Substitute "criterion" for "acceptance" throughout the items below, changing nothing else, and leave the pictures out of your answer.

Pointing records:
───
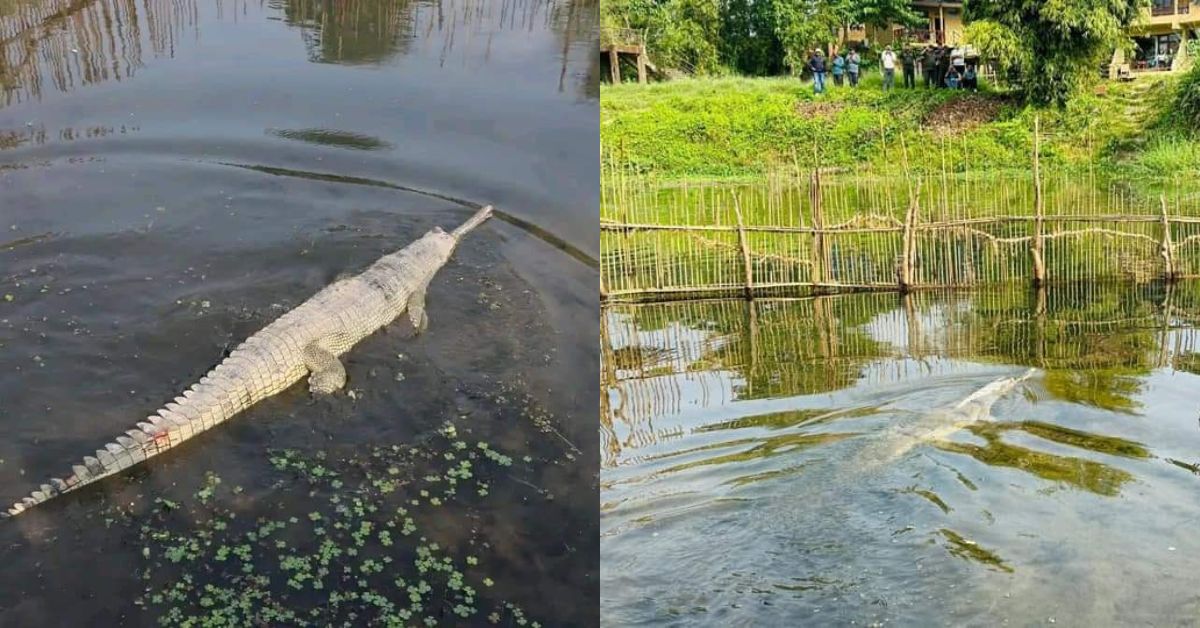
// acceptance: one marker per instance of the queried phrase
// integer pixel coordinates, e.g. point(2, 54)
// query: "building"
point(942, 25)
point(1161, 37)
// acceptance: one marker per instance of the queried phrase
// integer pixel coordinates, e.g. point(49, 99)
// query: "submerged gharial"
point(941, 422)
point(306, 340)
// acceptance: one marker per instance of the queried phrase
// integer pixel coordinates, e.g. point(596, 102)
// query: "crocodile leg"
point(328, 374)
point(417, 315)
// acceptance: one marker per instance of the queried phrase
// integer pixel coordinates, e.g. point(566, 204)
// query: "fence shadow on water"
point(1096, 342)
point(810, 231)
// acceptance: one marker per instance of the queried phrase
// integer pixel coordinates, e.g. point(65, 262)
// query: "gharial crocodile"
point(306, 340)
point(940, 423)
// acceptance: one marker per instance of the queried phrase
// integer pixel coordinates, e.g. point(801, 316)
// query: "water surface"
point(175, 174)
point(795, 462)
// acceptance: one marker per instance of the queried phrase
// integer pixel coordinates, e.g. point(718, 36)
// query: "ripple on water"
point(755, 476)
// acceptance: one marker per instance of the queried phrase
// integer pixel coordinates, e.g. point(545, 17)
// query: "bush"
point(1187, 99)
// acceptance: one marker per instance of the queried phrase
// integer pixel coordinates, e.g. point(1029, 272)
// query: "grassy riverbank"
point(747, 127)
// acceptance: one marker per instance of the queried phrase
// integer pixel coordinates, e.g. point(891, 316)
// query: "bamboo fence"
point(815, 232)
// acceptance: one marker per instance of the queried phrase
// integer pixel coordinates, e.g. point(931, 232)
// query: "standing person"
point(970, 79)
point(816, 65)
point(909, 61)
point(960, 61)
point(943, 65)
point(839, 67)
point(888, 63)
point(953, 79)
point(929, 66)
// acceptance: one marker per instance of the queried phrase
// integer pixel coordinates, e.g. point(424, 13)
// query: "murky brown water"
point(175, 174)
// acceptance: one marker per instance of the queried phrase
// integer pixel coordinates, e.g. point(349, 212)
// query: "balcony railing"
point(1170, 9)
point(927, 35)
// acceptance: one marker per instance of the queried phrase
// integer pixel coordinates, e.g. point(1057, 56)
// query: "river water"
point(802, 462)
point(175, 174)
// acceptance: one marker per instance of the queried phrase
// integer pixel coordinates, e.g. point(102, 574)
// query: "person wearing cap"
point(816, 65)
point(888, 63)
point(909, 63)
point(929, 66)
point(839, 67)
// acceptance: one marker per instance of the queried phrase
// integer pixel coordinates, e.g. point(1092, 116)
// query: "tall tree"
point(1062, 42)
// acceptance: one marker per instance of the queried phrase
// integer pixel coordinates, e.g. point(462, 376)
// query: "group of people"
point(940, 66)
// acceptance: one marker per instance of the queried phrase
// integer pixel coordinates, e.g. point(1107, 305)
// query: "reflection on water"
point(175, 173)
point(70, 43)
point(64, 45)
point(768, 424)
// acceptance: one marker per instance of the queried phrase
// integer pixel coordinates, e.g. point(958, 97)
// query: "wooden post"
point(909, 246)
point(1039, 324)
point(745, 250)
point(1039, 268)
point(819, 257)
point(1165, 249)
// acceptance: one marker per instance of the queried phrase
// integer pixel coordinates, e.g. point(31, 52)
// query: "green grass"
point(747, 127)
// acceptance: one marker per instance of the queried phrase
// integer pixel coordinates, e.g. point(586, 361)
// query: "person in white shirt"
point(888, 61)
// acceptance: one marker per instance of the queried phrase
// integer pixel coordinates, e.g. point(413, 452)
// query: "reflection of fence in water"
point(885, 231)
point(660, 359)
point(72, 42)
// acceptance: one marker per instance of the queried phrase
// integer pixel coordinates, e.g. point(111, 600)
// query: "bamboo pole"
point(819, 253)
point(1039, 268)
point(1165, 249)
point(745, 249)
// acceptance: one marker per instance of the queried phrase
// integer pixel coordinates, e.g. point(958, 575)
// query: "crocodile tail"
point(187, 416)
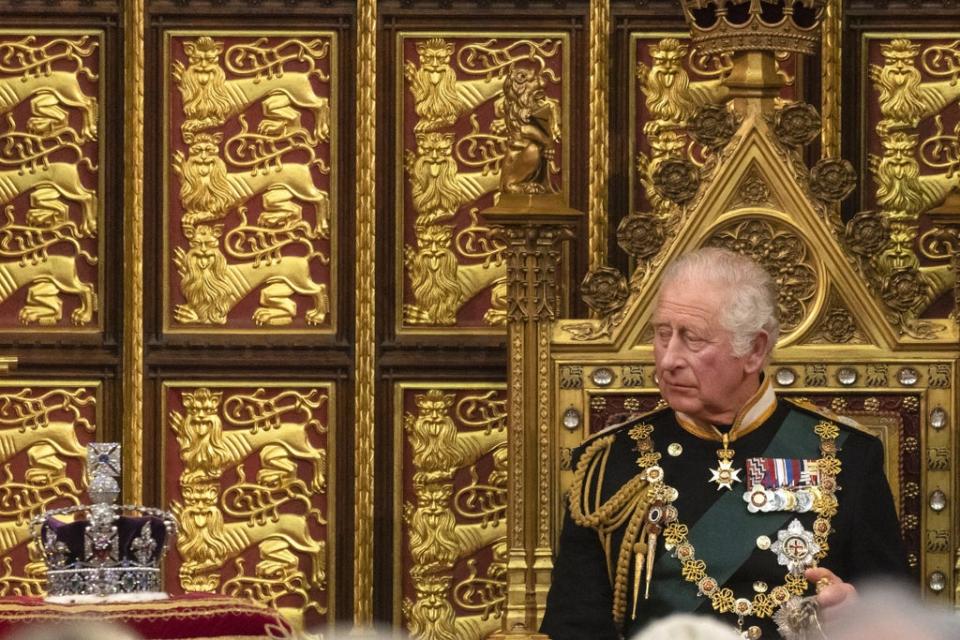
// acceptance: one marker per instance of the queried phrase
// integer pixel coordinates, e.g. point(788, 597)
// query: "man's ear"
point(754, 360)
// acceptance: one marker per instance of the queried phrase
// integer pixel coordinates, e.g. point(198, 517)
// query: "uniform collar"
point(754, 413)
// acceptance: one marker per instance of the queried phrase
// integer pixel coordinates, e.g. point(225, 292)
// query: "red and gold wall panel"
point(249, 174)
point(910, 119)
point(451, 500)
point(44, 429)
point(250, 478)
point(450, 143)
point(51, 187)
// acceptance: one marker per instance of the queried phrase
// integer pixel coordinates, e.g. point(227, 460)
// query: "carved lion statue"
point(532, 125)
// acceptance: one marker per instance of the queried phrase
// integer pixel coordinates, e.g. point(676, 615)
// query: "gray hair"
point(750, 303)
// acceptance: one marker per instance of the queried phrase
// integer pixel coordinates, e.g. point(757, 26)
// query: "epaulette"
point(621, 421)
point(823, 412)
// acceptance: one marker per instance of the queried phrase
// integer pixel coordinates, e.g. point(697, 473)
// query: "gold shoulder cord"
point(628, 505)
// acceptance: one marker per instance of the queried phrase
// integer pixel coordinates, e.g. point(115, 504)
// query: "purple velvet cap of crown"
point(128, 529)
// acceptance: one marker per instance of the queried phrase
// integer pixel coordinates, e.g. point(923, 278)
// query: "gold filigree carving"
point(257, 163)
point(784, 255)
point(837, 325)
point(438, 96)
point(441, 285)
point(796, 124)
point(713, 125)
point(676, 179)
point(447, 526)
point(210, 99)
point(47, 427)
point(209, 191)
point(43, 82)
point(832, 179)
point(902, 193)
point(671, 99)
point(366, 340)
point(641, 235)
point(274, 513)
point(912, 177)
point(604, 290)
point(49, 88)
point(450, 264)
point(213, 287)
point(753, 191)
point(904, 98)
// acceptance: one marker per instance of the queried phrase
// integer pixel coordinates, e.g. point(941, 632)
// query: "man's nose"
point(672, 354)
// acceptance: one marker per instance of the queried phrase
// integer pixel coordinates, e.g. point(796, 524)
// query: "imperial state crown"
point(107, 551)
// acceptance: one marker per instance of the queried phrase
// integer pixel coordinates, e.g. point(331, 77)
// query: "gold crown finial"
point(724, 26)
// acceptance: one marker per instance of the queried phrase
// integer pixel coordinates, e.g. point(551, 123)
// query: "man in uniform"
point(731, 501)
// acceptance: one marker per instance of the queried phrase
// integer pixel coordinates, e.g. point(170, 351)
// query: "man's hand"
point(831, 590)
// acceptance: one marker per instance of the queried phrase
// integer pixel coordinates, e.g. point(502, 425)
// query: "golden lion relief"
───
## ANSWER TO THE TASK
// criterion: one marker per instance of the queried phrase
// integer pixel coordinates, e.g. point(2, 54)
// query: "building"
point(942, 25)
point(1161, 37)
// criterion: one marker per instance of the queried phrase
// integer pixel coordinates, e.g. point(49, 99)
// query: "submerged gharial"
point(941, 422)
point(306, 340)
// criterion: one marker per instance of the queried phrase
// integer pixel coordinates, e.g. point(596, 102)
// query: "crocodile leg"
point(328, 374)
point(417, 315)
// criterion: one marker per instance of the queried phrase
// integer pixel coordinates, e.g. point(566, 204)
// query: "fence shadow on water"
point(1096, 342)
point(810, 231)
// criterion: one marker per instance of the queried phrase
// integer pixel coordinates, e.g. point(65, 262)
// query: "gharial crocodile"
point(306, 340)
point(940, 423)
// criterion: one marker per instance of the queried phrase
// integer pixel coordinates, e.g. point(801, 316)
// query: "water surface"
point(175, 174)
point(795, 462)
// criterion: one marker per instance of the queried phrase
// integer pixel coordinates, e.g. point(718, 36)
// query: "ripple on water"
point(755, 476)
// criterion: one marker per instance of the queried phrase
// integer pixel coordinates, e.g. point(545, 17)
// query: "bush"
point(1187, 99)
// criterion: one marker per instance of the queried phrase
// integer pixel coordinates, e.g. point(1029, 272)
// query: "grassy riverbank"
point(747, 127)
// criterion: one marker per instance of the queried phrase
// integer pixel coordinates, e.g. point(891, 316)
// query: "bamboo fence"
point(815, 232)
// criterion: one marker per instance of the queried phrase
// integer pixel coordinates, e.g. point(931, 232)
// query: "standing person"
point(970, 79)
point(816, 65)
point(909, 61)
point(960, 61)
point(943, 65)
point(839, 67)
point(888, 63)
point(953, 79)
point(929, 66)
// criterion: one marker per instance of the queried phrase
// integer pixel coordinates, e.g. point(424, 13)
// query: "murky brown water"
point(175, 174)
// criterion: one marker per instance of the queried phrase
// integer pixel coordinates, e.g. point(349, 212)
// query: "balcony railing"
point(1170, 9)
point(927, 35)
// criterion: one marker per instance of the queried phrase
// integer pixel coordinates, e.g. point(1057, 56)
// query: "river water"
point(802, 462)
point(175, 174)
// criterion: one marker per instance of the queried phrase
// integer pixel coordinates, e.g. point(102, 574)
// query: "person wearing cap"
point(816, 65)
point(888, 63)
point(909, 63)
point(929, 66)
point(839, 67)
// criterion: one marker per instance of the queried phrase
// integer pixel coordinates, e.g. point(1092, 116)
// query: "tall tree"
point(1062, 42)
// criterion: one marker per instance of the queried phrase
// integer pixel coordinates, e.g. point(462, 376)
// query: "group of people"
point(940, 66)
// criterion: one marker per instance of the queried phrase
// integer pixel coordinates, e.g. point(1107, 305)
// query: "reflection on water"
point(175, 173)
point(70, 43)
point(64, 45)
point(768, 424)
// criterion: one marker per instance of the queried phrase
// integer pixel coordinates, e.g. point(958, 97)
// query: "wooden post"
point(909, 246)
point(1039, 324)
point(745, 250)
point(1039, 268)
point(819, 257)
point(1165, 249)
// criterion: one marker per instance of the queried phrase
// integer pixel coordinates, e.g. point(31, 52)
// query: "green grass"
point(747, 127)
// criterion: one marker per instance of the queried phrase
// integer pixel coordinates, e.g. point(586, 361)
// query: "person in white shirt"
point(888, 61)
// criterion: one marker per instance of the queried phrase
// integer pixel coordinates, e.g. point(413, 452)
// query: "reflection of fence in water"
point(885, 231)
point(660, 359)
point(72, 42)
// criterion: one marker per instance of the queried phrase
// integer pixel coordinates, e.g. point(111, 600)
// query: "bamboo pole"
point(819, 253)
point(1039, 268)
point(1165, 249)
point(745, 249)
// criterion: one marker per instance of the queried phrase
// integer pixel coordinates, e.g. point(958, 575)
// query: "crocodile tail"
point(187, 416)
// criterion: one marker per instance of the queried phrase
// integer pixel coordinates, e.g. point(788, 597)
// query: "man's ear"
point(754, 360)
// criterion: one marker per instance of the queried phrase
// integer pixel coordinates, e.g. point(198, 517)
// query: "uniform collar"
point(754, 413)
// criterion: one marker per instance of the queried phrase
// integer pixel coordinates, e.g. point(225, 292)
// query: "red and gold wall panel"
point(249, 174)
point(910, 119)
point(451, 500)
point(44, 429)
point(250, 478)
point(450, 143)
point(51, 187)
// criterion: one marker per instance of the queried phrase
// integer pixel coordinates, e.g. point(227, 460)
// query: "carved lion statue"
point(532, 125)
// criterion: one marker per instance of the queried phrase
// integer pixel coordinates, e.g. point(676, 615)
// query: "gray hair"
point(750, 303)
// criterion: one marker per instance of the queried phrase
// integer pixel coordinates, e.g. point(757, 26)
// query: "epaulette"
point(621, 421)
point(823, 412)
// criterion: one marker per instance of the queried phrase
// integer pixel coordinates, e.g. point(697, 473)
// query: "gold shoulder cord"
point(628, 505)
// criterion: one marker per instance of the queried phrase
// integer pixel coordinates, e.g. point(115, 504)
// query: "purple velvet cap of crown"
point(128, 529)
// criterion: one marker per instance of the queried phrase
// integer pixel coordinates, e.g. point(923, 278)
// query: "gold filigree carving"
point(257, 163)
point(784, 255)
point(837, 325)
point(438, 96)
point(441, 285)
point(796, 124)
point(713, 125)
point(676, 179)
point(447, 526)
point(210, 99)
point(47, 427)
point(209, 191)
point(43, 82)
point(832, 179)
point(902, 193)
point(671, 99)
point(366, 340)
point(641, 235)
point(274, 513)
point(912, 177)
point(604, 290)
point(49, 88)
point(450, 264)
point(213, 287)
point(753, 191)
point(904, 98)
// criterion: one marker per instance of the queried phrase
// integer pixel coordinates, e.g. point(941, 632)
// query: "man's nose"
point(672, 354)
// criterion: one marker per instance of the queried phrase
// integer pixel coordinates, e.g. point(796, 524)
// query: "imperial state crown"
point(107, 551)
// criterion: one marker per instance of the queried phrase
// integer pixel coordinates, e.g. point(331, 77)
// query: "gold crown finial"
point(724, 26)
// criterion: one marker per instance of the queried phrase
// integer pixel coordinates, e.g. point(551, 123)
// query: "man in uniform"
point(731, 501)
// criterion: one marker per instance of the queried phrase
// integer pixel coordinates, e.g. point(170, 351)
// query: "man's hand"
point(831, 590)
// criterion: one marker per instance of the queried phrase
// integer pixel coordinates, e.g. point(502, 425)
// query: "golden lion relief"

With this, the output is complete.